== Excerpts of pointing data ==
begin

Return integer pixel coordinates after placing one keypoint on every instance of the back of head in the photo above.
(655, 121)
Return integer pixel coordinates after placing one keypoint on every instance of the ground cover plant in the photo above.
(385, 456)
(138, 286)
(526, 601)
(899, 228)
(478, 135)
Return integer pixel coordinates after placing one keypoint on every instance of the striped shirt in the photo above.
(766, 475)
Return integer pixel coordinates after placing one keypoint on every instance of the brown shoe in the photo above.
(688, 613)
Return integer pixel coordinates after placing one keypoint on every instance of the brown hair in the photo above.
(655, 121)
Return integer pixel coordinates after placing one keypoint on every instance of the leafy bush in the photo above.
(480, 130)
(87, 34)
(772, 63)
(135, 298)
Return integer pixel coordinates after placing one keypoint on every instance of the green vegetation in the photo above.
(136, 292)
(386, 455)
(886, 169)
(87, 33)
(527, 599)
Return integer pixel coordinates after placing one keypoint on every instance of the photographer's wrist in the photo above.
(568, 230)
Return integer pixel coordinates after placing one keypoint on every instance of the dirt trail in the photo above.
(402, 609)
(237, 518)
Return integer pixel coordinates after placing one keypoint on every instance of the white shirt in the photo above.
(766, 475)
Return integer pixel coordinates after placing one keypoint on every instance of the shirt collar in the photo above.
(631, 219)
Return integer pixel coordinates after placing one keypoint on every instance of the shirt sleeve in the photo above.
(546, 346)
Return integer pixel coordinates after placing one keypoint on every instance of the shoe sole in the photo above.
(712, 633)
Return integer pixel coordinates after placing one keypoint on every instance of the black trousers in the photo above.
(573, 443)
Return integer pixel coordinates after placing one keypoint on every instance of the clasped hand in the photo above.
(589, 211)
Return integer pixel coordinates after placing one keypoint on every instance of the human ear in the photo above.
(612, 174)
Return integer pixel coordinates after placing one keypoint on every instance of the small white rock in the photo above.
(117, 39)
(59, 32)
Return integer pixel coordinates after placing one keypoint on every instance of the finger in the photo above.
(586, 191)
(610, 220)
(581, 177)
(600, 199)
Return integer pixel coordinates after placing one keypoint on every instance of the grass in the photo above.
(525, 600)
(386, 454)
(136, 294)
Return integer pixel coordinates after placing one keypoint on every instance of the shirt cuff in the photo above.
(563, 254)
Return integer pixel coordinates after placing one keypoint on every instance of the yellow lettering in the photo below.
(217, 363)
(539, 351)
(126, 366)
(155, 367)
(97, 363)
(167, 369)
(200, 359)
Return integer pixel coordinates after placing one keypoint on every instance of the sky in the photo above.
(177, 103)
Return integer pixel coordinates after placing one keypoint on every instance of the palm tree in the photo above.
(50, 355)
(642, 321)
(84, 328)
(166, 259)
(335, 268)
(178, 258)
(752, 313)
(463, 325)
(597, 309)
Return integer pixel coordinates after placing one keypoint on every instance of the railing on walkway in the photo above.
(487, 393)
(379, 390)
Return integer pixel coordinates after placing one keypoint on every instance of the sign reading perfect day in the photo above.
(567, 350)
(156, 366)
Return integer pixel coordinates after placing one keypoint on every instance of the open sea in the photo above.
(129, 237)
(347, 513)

end
begin

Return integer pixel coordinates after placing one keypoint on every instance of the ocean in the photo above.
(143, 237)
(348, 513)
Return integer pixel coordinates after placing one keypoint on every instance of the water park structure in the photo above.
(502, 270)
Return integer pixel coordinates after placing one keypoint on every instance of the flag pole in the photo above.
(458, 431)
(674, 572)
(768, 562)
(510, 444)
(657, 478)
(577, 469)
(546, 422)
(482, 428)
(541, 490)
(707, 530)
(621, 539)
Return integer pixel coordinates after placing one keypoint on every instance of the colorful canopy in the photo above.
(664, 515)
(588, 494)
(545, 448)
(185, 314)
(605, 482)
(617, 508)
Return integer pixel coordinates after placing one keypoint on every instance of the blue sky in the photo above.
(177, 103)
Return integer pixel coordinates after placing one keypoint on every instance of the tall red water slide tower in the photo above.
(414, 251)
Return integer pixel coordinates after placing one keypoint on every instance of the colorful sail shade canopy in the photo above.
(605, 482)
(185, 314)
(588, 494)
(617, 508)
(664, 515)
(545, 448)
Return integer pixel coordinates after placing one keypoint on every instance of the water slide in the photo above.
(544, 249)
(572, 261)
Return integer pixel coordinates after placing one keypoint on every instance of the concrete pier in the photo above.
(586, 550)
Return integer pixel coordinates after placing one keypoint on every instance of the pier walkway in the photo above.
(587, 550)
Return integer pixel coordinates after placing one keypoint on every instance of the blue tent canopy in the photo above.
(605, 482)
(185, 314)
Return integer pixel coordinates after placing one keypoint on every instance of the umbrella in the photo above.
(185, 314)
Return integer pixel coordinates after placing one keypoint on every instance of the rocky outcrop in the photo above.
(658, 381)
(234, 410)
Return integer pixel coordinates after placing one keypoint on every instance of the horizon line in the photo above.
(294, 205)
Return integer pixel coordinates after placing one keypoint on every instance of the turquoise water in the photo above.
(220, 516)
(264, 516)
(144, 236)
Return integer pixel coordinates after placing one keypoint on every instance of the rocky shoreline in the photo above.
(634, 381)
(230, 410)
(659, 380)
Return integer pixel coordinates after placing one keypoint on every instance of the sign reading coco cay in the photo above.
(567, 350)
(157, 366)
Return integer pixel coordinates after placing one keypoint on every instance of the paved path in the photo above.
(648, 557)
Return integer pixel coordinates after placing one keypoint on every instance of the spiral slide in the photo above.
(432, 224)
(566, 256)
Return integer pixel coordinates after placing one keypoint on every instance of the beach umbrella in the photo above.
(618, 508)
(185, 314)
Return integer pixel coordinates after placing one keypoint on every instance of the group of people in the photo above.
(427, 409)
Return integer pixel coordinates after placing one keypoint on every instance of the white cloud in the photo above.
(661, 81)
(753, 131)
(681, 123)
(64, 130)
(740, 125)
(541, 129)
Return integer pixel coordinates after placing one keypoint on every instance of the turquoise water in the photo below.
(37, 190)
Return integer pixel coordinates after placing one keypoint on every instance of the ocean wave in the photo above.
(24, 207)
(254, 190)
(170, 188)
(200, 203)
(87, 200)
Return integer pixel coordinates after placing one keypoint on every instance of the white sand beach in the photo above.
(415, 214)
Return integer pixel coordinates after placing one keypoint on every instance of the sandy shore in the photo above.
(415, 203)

end

== Exercise instructions ==
Count the lines in the listing above that contain the string "shirt", with case treated as significant. Reply with the number alone.

== Correct result ==
5